**Task instructions**. Show each line of the records below that contains the word "crest". Uppercase and lowercase count as different letters.

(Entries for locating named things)

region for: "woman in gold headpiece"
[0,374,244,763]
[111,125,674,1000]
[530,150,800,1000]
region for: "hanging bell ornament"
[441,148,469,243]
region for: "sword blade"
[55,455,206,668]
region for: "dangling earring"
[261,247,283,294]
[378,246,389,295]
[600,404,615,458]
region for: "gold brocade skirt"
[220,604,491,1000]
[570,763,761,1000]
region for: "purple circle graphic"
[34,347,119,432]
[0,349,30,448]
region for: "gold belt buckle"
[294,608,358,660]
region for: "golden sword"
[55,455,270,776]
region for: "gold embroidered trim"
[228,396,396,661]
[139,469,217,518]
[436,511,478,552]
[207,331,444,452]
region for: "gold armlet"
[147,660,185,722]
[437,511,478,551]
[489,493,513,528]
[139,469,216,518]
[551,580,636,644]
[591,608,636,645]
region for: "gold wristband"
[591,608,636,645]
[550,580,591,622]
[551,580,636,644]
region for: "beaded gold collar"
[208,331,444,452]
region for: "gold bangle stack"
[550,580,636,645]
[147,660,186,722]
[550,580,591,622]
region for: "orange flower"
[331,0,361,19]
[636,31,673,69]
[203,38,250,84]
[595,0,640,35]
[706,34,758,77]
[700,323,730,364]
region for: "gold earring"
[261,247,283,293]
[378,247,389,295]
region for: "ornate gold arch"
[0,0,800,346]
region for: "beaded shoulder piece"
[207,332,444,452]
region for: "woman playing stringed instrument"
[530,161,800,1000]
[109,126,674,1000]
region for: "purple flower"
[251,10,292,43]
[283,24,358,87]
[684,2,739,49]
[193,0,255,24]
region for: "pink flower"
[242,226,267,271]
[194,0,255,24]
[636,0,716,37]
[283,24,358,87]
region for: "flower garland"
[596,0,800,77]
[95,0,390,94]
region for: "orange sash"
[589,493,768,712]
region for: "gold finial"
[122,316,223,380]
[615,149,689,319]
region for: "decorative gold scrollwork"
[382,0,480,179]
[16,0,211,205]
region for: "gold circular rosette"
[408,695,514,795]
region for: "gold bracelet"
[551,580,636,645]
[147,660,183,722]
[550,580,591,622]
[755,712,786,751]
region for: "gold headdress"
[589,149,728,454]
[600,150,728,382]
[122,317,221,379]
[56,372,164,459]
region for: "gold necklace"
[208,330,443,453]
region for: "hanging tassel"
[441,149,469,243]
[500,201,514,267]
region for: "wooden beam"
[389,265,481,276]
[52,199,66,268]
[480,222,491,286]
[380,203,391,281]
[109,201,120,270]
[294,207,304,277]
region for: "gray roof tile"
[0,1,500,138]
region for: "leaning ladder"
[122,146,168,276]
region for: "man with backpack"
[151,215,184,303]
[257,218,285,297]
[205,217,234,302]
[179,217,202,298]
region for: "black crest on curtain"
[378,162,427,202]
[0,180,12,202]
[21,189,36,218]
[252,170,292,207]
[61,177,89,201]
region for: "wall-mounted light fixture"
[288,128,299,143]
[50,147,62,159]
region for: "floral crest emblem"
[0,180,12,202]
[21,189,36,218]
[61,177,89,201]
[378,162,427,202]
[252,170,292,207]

**Output for this task**.
region for: "black crest on curtain"
region for: "floral crest emblem"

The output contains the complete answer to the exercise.